◆ OBJECTIVE: Format every line of the items below as a numbered list, leaving out any blank lines. Leave the pictures out of your answer.

Records from a data source:
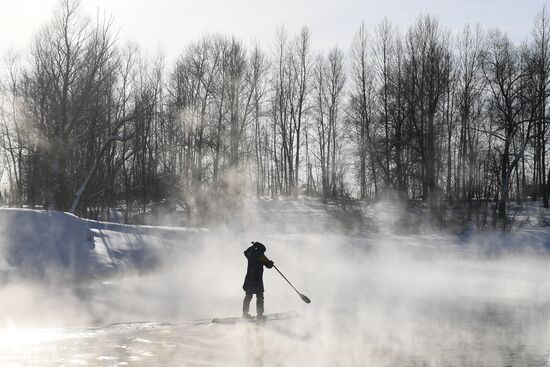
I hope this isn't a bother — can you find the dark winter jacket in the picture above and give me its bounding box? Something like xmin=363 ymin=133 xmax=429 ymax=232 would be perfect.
xmin=243 ymin=242 xmax=273 ymax=293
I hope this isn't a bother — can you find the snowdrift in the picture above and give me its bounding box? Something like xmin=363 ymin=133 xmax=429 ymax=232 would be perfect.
xmin=0 ymin=209 xmax=94 ymax=274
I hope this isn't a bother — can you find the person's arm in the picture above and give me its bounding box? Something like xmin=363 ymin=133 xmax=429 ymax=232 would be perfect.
xmin=258 ymin=255 xmax=274 ymax=269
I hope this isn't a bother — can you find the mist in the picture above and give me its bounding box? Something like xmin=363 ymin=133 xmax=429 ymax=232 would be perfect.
xmin=0 ymin=200 xmax=550 ymax=366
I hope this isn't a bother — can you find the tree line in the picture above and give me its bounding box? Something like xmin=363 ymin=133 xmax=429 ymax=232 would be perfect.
xmin=0 ymin=0 xmax=550 ymax=227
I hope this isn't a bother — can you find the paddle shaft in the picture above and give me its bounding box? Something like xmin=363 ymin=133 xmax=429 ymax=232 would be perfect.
xmin=273 ymin=265 xmax=302 ymax=297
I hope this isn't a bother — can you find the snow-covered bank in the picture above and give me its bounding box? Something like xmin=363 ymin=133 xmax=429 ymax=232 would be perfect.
xmin=0 ymin=200 xmax=550 ymax=366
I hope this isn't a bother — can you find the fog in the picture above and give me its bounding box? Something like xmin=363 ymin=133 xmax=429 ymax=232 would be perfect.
xmin=0 ymin=201 xmax=550 ymax=366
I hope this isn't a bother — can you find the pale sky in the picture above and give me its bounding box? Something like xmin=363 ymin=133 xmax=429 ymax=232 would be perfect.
xmin=0 ymin=0 xmax=547 ymax=61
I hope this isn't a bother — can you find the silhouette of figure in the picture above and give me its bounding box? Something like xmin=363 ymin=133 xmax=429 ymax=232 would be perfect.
xmin=243 ymin=241 xmax=273 ymax=319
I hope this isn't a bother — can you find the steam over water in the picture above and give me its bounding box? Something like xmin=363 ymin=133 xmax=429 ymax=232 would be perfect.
xmin=0 ymin=203 xmax=550 ymax=366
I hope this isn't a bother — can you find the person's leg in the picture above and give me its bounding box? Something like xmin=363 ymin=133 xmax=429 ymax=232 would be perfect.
xmin=256 ymin=292 xmax=264 ymax=317
xmin=243 ymin=292 xmax=252 ymax=317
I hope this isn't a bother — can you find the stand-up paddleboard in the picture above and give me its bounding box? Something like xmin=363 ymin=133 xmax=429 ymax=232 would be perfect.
xmin=212 ymin=312 xmax=299 ymax=324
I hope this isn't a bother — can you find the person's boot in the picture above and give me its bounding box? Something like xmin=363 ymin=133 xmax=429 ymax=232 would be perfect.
xmin=256 ymin=293 xmax=265 ymax=321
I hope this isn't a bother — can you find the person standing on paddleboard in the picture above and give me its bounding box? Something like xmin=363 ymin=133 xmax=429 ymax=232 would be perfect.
xmin=243 ymin=241 xmax=274 ymax=319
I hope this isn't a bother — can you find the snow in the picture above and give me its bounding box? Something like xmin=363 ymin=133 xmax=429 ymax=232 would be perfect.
xmin=0 ymin=208 xmax=94 ymax=274
xmin=0 ymin=199 xmax=550 ymax=366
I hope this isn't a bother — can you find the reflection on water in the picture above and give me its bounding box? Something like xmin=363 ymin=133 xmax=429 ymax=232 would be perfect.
xmin=0 ymin=299 xmax=550 ymax=367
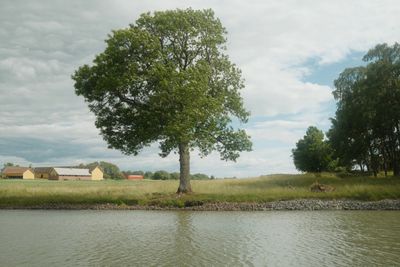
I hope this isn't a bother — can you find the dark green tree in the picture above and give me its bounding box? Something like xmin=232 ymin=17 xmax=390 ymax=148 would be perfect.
xmin=328 ymin=43 xmax=400 ymax=176
xmin=292 ymin=126 xmax=332 ymax=172
xmin=72 ymin=9 xmax=251 ymax=193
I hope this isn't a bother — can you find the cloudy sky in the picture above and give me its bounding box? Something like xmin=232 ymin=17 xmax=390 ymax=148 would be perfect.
xmin=0 ymin=0 xmax=400 ymax=177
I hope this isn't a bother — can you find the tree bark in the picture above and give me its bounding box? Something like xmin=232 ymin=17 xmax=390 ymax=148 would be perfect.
xmin=176 ymin=143 xmax=192 ymax=194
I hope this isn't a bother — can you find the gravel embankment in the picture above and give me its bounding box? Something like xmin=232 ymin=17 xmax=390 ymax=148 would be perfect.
xmin=1 ymin=199 xmax=400 ymax=211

◆ TASK OUTPUT:
1. I hope this isn't a bother — can you find the dark winter jacket in the picture above and give me its bounding box? Something like xmin=363 ymin=133 xmax=429 ymax=232 would be perfect.
2. xmin=243 ymin=242 xmax=273 ymax=293
3. I hope this isn't a bother — can you find the snowdrift in the picture above and give me its bounding box? Something like xmin=363 ymin=133 xmax=429 ymax=232 would be perfect.
4. xmin=0 ymin=209 xmax=94 ymax=274
5. I hope this isn't a bother — can you find the person's arm in the picture above and give me its bounding box? Something like xmin=363 ymin=133 xmax=429 ymax=232 would be perfect.
6. xmin=258 ymin=255 xmax=274 ymax=269
7. I hope this isn't a bother — can you find the mist in the picture above and give me its bounding box? Something like xmin=363 ymin=133 xmax=429 ymax=232 would be perfect.
8. xmin=0 ymin=200 xmax=550 ymax=366
9. I hope this isn't a bother — can you find the tree line in the picture above and give me its bounding box? Something like xmin=363 ymin=133 xmax=429 ymax=232 would be perfect.
10. xmin=0 ymin=0 xmax=550 ymax=227
11. I hope this isn't a bother — can you find the paddle shaft in the picture above and give me its bounding box? Something like xmin=363 ymin=133 xmax=429 ymax=232 would be perfect.
12. xmin=273 ymin=265 xmax=302 ymax=297
13. I hope this isn't a bother — can you find the snow-covered bank in the picture above and give me its bounding box? Something like xmin=363 ymin=133 xmax=429 ymax=232 would be perfect.
14. xmin=0 ymin=200 xmax=550 ymax=366
15. I hope this isn't a bother — can you find the fog in the picture above and give me its bounding box? Something like xmin=363 ymin=133 xmax=429 ymax=232 would be perfect.
16. xmin=0 ymin=201 xmax=550 ymax=366
17. I hope this isn't a bother — can you find the pale sky in the picture above and give me its bounding box? Something like xmin=363 ymin=133 xmax=429 ymax=232 would be perfect.
18. xmin=0 ymin=0 xmax=547 ymax=61
19. I hope this isn't a bother — can you find the silhouette of figure in the picture above and give me its bounding box? Something like xmin=363 ymin=133 xmax=429 ymax=232 would be perfect.
20. xmin=243 ymin=241 xmax=273 ymax=319
21. I hope this isn't a bother — can you find the steam over water in the picture above and give me its bounding box? Something like xmin=363 ymin=133 xmax=429 ymax=232 would be perfect.
22. xmin=0 ymin=203 xmax=550 ymax=366
23. I hope this isn't a bother — can you find the person's leg in the picture above and give me its bounding box? Something like xmin=363 ymin=133 xmax=429 ymax=232 would be perfect.
24. xmin=256 ymin=292 xmax=264 ymax=317
25. xmin=243 ymin=292 xmax=252 ymax=317
26. I hope this isn't a bother — can you find the stand-up paddleboard in the picture above and give me its bounding box? Something like xmin=363 ymin=133 xmax=429 ymax=232 would be perfect.
27. xmin=212 ymin=312 xmax=299 ymax=324
28. I hope this isn't a bother — can you find the person's boot in the picture above and give me its bounding box? Something like xmin=363 ymin=133 xmax=429 ymax=232 would be perfect.
29. xmin=256 ymin=293 xmax=265 ymax=321
30. I hope this isn't a bother — can you find the person standing on paddleboard in the picture above and give me its bounding box? Something like xmin=363 ymin=133 xmax=429 ymax=232 would be perfect.
31. xmin=243 ymin=241 xmax=274 ymax=319
32. I hope this isn't a bother — can you find the snow in the picture above and give me its bounding box? Something like xmin=363 ymin=133 xmax=429 ymax=232 would be perfect.
33. xmin=0 ymin=208 xmax=94 ymax=274
34. xmin=0 ymin=199 xmax=550 ymax=366
35. I hope this isn't a bother — can you find the reflection on water in the picture above and give me its bounding box? Something like xmin=363 ymin=133 xmax=429 ymax=232 would be perfect.
36. xmin=0 ymin=299 xmax=550 ymax=367
37. I hope this isn't a bother — can you find the dark green tree in the picture above and give me its bounding box? Something like xmin=232 ymin=17 xmax=390 ymax=148 would be perfect.
38. xmin=328 ymin=43 xmax=400 ymax=176
39. xmin=292 ymin=126 xmax=332 ymax=172
40. xmin=72 ymin=9 xmax=251 ymax=193
41. I hope this isn't a bother — can you find the cloudy sky in the picture above and give me its bounding box? Something like xmin=232 ymin=17 xmax=390 ymax=148 would be perfect.
42. xmin=0 ymin=0 xmax=400 ymax=177
43. I hope this isn't a bother — can you find the tree bark in the picture above and give me its bounding box? Something like xmin=232 ymin=17 xmax=390 ymax=148 would be perfect.
44. xmin=176 ymin=143 xmax=192 ymax=194
45. I hope this isn't a bother — can you find the gravel embankment in the picture above and give me its bounding box? Something like xmin=232 ymin=17 xmax=390 ymax=148 would be perfect.
46. xmin=1 ymin=199 xmax=400 ymax=211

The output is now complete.